With both ends included, transcribe exactly the records below from their first line to the line that contains "Paths use the evenodd fill rule.".

═════ Task data

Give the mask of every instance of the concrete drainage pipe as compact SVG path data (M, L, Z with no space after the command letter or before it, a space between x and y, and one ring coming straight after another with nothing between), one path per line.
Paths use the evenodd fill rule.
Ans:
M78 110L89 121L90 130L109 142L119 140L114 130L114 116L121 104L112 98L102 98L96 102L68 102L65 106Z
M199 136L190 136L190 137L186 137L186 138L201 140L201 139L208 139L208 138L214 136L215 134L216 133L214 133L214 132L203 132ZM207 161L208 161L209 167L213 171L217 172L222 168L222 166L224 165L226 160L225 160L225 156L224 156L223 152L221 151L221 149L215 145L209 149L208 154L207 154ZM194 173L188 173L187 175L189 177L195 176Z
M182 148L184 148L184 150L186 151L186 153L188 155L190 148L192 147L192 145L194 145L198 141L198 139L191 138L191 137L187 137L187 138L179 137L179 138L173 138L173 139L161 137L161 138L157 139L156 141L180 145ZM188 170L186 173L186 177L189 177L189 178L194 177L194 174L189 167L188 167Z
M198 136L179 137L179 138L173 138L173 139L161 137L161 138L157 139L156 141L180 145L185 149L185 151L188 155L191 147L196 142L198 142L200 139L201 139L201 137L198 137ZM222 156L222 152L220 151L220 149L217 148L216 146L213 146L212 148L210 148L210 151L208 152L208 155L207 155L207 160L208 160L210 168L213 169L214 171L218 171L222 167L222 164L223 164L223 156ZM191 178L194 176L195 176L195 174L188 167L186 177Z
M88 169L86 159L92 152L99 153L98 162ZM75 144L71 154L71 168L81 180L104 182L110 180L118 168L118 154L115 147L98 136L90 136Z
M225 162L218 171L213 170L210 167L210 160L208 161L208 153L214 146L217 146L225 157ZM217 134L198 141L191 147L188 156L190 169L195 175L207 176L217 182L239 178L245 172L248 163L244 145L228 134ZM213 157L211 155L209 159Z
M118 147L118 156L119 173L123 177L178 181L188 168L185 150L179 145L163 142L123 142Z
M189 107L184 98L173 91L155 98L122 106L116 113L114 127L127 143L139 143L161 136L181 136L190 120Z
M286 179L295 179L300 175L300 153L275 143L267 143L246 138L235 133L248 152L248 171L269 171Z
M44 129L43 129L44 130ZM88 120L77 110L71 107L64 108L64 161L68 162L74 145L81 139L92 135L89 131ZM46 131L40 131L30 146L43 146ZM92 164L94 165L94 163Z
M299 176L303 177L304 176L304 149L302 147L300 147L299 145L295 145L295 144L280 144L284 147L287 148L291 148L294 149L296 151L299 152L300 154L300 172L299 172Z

══════════

### [Final answer]
Give the mask of every instance of the concrete drainage pipe as compact SVG path data (M, L, Z with no space after the command letter or before it, a space between x and y, and one ring coming straight after another with nothing between), one path per line.
Paths use the evenodd fill rule.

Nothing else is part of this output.